● **WHAT IS BEING ASKED**: Please turn every line of the items below into a single numbered list, leaving out any blank lines.

Saved data entries:
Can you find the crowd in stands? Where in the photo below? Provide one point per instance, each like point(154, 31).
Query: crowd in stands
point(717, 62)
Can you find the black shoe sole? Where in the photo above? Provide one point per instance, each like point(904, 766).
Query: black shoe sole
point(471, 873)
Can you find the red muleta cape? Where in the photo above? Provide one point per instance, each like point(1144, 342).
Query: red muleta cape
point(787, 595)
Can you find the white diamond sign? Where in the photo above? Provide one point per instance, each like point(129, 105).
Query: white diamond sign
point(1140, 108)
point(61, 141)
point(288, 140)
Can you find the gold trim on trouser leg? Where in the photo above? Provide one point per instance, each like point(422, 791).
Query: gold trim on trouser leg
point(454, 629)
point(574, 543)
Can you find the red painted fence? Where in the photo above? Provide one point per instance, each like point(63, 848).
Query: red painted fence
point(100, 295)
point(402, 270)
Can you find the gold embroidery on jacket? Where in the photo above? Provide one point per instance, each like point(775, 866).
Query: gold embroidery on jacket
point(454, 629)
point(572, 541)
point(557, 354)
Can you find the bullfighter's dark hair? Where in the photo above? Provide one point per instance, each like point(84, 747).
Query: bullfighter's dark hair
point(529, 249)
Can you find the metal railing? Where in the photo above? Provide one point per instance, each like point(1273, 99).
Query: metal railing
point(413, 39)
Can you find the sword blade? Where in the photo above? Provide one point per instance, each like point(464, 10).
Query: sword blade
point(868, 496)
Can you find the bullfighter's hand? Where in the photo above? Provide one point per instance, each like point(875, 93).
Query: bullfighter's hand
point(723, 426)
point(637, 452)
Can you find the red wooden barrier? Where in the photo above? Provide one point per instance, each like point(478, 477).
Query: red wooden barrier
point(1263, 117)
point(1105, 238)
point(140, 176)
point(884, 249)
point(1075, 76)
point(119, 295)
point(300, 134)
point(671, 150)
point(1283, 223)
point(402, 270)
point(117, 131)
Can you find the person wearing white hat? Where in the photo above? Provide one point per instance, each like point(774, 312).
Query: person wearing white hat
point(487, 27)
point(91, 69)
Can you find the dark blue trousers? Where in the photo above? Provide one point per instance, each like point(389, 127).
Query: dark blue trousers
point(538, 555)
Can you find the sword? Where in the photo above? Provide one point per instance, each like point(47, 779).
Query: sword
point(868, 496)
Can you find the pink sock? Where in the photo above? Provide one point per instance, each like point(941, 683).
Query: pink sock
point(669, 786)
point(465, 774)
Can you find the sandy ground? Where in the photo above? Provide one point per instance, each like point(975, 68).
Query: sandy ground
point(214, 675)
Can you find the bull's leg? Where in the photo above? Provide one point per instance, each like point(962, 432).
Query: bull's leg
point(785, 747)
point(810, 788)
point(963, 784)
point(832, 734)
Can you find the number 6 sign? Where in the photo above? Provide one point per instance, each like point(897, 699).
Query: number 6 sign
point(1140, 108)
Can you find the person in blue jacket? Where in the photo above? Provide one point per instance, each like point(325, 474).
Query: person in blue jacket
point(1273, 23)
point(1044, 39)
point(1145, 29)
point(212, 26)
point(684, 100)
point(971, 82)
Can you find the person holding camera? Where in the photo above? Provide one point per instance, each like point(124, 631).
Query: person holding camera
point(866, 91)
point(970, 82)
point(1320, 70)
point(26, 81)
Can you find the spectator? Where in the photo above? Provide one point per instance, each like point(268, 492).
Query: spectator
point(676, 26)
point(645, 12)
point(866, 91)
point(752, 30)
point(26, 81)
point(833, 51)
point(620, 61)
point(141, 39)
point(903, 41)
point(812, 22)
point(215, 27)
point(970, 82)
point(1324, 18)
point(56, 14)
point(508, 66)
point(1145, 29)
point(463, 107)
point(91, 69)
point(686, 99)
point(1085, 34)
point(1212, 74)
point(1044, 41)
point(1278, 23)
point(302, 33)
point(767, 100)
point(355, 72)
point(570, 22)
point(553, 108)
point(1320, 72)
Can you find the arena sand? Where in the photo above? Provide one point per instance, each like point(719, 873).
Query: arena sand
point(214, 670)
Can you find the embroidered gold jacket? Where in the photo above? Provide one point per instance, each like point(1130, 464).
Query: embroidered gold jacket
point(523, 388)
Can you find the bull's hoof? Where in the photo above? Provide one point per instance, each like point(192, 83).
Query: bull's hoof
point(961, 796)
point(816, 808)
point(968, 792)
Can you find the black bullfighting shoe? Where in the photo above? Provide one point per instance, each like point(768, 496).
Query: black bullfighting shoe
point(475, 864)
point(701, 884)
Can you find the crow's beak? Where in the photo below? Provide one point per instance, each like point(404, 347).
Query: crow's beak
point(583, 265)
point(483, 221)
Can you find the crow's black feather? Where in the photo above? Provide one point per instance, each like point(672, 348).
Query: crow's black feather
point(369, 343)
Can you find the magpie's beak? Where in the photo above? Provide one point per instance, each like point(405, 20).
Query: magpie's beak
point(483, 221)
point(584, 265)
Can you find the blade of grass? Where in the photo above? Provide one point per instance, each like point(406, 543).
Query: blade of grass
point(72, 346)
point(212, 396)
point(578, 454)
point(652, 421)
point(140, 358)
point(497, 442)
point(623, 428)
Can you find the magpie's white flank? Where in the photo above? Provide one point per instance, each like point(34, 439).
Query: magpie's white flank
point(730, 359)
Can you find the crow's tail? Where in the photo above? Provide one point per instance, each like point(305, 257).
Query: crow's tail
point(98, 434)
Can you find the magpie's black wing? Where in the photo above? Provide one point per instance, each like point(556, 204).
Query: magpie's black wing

● **RESULT OF THE EXERCISE**:
1. Can you find the crowd in stands? Where in the photo below? Provide one point per instance, each like point(154, 31).
2. Query: crowd in stands
3. point(717, 62)
4. Can you find the black shoe sole? Where in the photo above? Provide one point per instance, each like point(904, 766).
5. Query: black shoe sole
6. point(471, 873)
7. Can you find the red muleta cape? Where in the photo above? Provide one point per instance, each like point(1144, 342).
8. Query: red muleta cape
9. point(787, 595)
10. Can you find the white diamond sign? Where in the photo above? Provide one point per instance, each like point(129, 105).
11. Query: white diamond sign
12. point(1140, 108)
13. point(61, 141)
14. point(288, 140)
15. Can you find the gold trim on trouser leg? Where in the photo above? Provide one point per instance, each like point(422, 791).
16. Query: gold trim on trouser leg
17. point(454, 629)
18. point(574, 543)
19. Can you find the red painted fence? Where in the photo above? Provide one point per instance, each like point(63, 848).
20. Query: red painted fence
21. point(100, 295)
22. point(402, 270)
23. Can you find the gold embroidery on jacket? Where in the photo above? Provide one point per instance, each like point(775, 866).
24. Query: gold embroidery on jacket
25. point(454, 629)
26. point(572, 541)
27. point(557, 354)
28. Can you find the bullfighter's dark hair? Where in the photo above? Provide one point per instance, each like point(84, 747).
29. Query: bullfighter's dark hair
30. point(529, 249)
31. Can you find the metal railing? Where in the photo above? Provide one point per instance, each like point(1273, 99).
32. Query: metal railing
33. point(413, 39)
34. Can you find the sword blade? Where in the photo above? Provide one point per instance, each like point(464, 10).
35. Query: sword blade
36. point(868, 496)
37. Can you find the bullfighter's hand? Where in the photo above? Provide one point per instance, each like point(875, 93).
38. Query: bullfighter's hand
39. point(723, 426)
40. point(637, 452)
41. Can you find the red wooden barrier? Where in the photo above? Provide one point per instance, each like point(478, 477).
42. Query: red wooden barrier
43. point(1263, 117)
44. point(1105, 238)
45. point(140, 176)
46. point(884, 249)
47. point(1075, 76)
48. point(119, 295)
49. point(300, 134)
50. point(671, 150)
51. point(1283, 223)
52. point(402, 270)
53. point(117, 131)
54. Can you find the person wearing white hat? Where in the photo above? Provide one point per instance, each like point(774, 312).
55. Query: person wearing white hat
56. point(487, 27)
57. point(91, 69)
58. Can you find the dark blue trousers? Where in the photo above? Provide one point per instance, each like point(389, 127).
59. Query: dark blue trousers
60. point(538, 555)
61. Can you find the sword? Where in the photo above? Provide one point per instance, each like point(47, 779).
62. Query: sword
63. point(868, 496)
64. Can you find the pink sock? Where in the photo above? Provide one point per instance, each like point(941, 683).
65. Query: pink sock
66. point(669, 786)
67. point(465, 774)
68. Can you find the sandy ground? Where in the photo above? Provide one point per instance, each like point(975, 68).
69. Query: sandy ground
70. point(214, 675)
71. Can you find the bull's leg? Where in the photo above? Provide one point per instance, each like point(962, 432).
72. Query: bull's leg
73. point(785, 747)
74. point(810, 788)
75. point(963, 784)
76. point(832, 734)
77. Can you find the number 6 sign? Where in the photo above? Provide one point per instance, each like point(897, 699).
78. Query: number 6 sign
79. point(1140, 108)
80. Can you find the person in blue jacket? Where in the photo above? Provide one point per instance, each like point(325, 474).
81. Query: person in blue jacket
82. point(1273, 23)
83. point(1044, 39)
84. point(1145, 29)
85. point(212, 26)
86. point(684, 100)
87. point(971, 82)
88. Can you find the person holding camera? Where in the photo above? Provide one point per instance, each like point(124, 631).
89. Query: person holding camera
90. point(866, 91)
91. point(970, 82)
92. point(1320, 70)
93. point(26, 81)
94. Can you find the spectator? Where in the photo above? Provide one point per instance, each like point(268, 492).
95. Query: spectator
96. point(676, 26)
97. point(645, 12)
98. point(866, 91)
99. point(752, 30)
100. point(26, 81)
101. point(833, 51)
102. point(620, 61)
103. point(141, 39)
104. point(903, 41)
105. point(812, 22)
106. point(215, 27)
107. point(970, 82)
108. point(1324, 18)
109. point(56, 14)
110. point(508, 66)
111. point(1145, 29)
112. point(463, 107)
113. point(91, 69)
114. point(686, 99)
115. point(1085, 34)
116. point(1212, 74)
117. point(1044, 41)
118. point(1278, 23)
119. point(302, 33)
120. point(767, 100)
121. point(355, 72)
122. point(570, 22)
123. point(553, 108)
124. point(1320, 72)
125. Can you find the arena sand? Where in the photo above? Provide one point per instance, each like point(719, 873).
126. Query: arena sand
127. point(214, 670)
128. Can you find the embroidered gold jacket? Where in the photo above? Provide one point per instance, each like point(1130, 464).
129. Query: embroidered gold jacket
130. point(523, 388)
131. Can you find the bull's hoof? Where in the photo above? Provide one point per instance, each like point(192, 83).
132. Query: bull's hoof
133. point(961, 796)
134. point(816, 808)
135. point(968, 792)
136. Can you find the black bullfighting shoe? Where in the photo above? Provide one point per instance, each like point(768, 496).
137. Query: black bullfighting shoe
138. point(475, 864)
139. point(701, 884)
140. Can you find the crow's beak? Where in the photo below? Provide one point per instance, each like point(404, 347).
141. Query: crow's beak
142. point(583, 265)
143. point(483, 221)
144. Can you find the crow's black feather? Where in the photo above? Provide one point per instance, each like point(672, 348).
145. Query: crow's black feather
146. point(369, 343)
147. Can you find the magpie's beak? Where in the photo above? Provide one point per instance, each like point(405, 20).
148. Query: magpie's beak
149. point(483, 221)
150. point(584, 265)
151. Can you find the blade of grass? Where in the photo above? Provide one point per instance, each like point(406, 543).
152. Query: blade of grass
153. point(72, 346)
154. point(212, 396)
155. point(578, 454)
156. point(652, 421)
157. point(140, 358)
158. point(497, 442)
159. point(623, 428)
160. Can you find the magpie's white flank? Where in the photo above? Provide one point per instance, each like point(34, 439).
161. Query: magpie's white flank
162. point(730, 359)
163. Can you find the crow's tail? Where in the photo above? Provide one point per instance, each like point(305, 257).
164. Query: crow's tail
165. point(98, 434)
166. Can you find the magpie's black wing? Where in the photo above? Provide one point per instance, each like point(556, 204).
167. Query: magpie's black wing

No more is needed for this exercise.